_Do this_
Copy out every one of the items below line for line, changing nothing.
-- The records start --
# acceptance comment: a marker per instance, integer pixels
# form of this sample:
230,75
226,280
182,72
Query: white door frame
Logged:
-- The records end --
_Solution below_
# acceptance comment: a marker per instance, integer pixels
# form of this sample:
230,75
226,280
182,72
Query: white door frame
Logged:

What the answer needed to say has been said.